*** Begin section ***

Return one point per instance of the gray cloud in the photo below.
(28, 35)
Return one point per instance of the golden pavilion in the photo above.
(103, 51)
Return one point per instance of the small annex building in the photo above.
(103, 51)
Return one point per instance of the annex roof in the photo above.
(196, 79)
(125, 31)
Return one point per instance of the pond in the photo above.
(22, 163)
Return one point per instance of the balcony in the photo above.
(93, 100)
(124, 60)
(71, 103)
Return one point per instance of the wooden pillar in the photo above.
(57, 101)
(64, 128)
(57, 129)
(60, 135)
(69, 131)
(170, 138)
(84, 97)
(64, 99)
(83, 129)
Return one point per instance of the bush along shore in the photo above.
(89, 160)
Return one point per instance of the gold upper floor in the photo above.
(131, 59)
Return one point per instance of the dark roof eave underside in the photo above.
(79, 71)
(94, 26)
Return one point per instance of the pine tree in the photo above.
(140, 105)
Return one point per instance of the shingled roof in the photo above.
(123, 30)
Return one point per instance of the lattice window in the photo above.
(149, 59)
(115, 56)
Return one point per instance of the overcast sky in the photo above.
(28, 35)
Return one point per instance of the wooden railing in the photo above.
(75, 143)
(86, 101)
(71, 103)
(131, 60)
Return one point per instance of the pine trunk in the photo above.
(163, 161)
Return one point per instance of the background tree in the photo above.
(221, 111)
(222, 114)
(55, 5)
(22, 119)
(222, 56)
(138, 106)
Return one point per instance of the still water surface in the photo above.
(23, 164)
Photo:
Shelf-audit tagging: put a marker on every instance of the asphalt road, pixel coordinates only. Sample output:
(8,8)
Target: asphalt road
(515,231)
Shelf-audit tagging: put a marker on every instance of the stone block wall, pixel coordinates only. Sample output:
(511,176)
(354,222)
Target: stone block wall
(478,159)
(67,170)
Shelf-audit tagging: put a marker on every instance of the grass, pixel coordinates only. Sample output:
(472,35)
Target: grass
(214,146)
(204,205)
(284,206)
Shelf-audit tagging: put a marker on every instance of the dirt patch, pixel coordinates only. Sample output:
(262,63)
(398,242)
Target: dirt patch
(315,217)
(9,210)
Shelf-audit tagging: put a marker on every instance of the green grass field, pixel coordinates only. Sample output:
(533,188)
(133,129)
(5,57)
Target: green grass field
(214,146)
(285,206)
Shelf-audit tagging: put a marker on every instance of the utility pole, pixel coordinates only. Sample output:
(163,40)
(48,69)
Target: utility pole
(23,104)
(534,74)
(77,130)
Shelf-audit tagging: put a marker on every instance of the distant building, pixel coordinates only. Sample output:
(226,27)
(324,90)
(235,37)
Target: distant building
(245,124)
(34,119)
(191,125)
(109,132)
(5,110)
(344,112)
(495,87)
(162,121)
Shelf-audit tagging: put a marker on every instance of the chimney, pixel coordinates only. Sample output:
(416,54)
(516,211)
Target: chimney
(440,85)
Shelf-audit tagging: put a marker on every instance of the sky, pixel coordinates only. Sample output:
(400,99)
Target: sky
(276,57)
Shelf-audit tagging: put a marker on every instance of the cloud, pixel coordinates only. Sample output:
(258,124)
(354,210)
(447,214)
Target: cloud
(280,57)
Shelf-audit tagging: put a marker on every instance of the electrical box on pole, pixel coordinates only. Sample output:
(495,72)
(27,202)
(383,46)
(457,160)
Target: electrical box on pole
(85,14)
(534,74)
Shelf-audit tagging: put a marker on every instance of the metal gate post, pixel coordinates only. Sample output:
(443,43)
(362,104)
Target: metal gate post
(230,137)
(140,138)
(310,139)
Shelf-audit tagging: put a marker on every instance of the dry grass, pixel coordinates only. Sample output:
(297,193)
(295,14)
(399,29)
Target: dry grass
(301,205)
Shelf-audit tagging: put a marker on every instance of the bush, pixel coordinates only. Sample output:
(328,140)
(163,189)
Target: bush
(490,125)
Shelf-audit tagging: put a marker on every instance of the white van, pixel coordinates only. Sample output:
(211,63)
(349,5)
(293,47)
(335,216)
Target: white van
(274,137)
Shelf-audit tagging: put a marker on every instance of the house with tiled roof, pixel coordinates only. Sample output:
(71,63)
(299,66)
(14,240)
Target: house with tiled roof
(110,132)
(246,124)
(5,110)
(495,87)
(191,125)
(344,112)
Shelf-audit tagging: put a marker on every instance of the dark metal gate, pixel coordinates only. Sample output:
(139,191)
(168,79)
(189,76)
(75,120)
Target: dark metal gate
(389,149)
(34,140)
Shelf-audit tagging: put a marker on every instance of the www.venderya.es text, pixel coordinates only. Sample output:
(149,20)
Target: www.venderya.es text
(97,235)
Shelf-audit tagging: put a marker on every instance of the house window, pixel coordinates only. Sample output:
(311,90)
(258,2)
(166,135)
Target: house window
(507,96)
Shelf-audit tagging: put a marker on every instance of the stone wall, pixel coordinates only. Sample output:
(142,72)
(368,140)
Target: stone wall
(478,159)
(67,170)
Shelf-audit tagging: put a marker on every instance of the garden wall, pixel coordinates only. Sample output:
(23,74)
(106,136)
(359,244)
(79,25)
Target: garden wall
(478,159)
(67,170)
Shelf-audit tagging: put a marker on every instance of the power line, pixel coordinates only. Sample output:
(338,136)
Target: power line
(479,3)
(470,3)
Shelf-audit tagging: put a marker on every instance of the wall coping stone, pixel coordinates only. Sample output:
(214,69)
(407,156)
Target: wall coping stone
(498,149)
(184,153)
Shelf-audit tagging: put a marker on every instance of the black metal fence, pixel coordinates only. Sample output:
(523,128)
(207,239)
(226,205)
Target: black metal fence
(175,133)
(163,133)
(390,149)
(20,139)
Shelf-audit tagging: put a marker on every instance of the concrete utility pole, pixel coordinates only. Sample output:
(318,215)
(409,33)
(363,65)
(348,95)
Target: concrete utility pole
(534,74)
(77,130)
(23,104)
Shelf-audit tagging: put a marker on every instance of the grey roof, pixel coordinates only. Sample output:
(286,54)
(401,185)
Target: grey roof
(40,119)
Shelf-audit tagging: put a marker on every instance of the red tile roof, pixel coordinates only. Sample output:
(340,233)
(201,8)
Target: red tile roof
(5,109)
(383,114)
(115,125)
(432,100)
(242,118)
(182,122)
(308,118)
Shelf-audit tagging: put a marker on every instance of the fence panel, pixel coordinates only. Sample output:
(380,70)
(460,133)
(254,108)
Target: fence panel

*** End section ***

### Task details
Retype word for word the lines running from the line containing "Target: black metal fence" to the end of the listing, and only those.

### Result
Target: black metal fence
(175,133)
(163,133)
(390,149)
(20,139)
Shelf-audit tagging: put a marker on every instance of the concrete utility pole, pixel coordinates only. Sample output:
(318,215)
(409,33)
(363,65)
(348,95)
Target: concrete utility pole
(534,74)
(77,130)
(23,104)
Shelf-audit tagging: put a marker on every instance of the grey roof, pixel coordinates only. Sample output:
(286,54)
(401,185)
Target: grey roof
(40,119)
Shelf-audit tagging: put a marker on every instance of the red tile roof, pixel coordinates only. Sample output:
(340,233)
(201,8)
Target: red tile roof
(5,109)
(383,114)
(115,125)
(432,100)
(242,118)
(182,122)
(308,118)
Shelf-audit tagging: put a marker on every instance of the fence panel, pixel coordinates only. Sample output:
(380,70)
(460,133)
(254,108)
Target: fence panel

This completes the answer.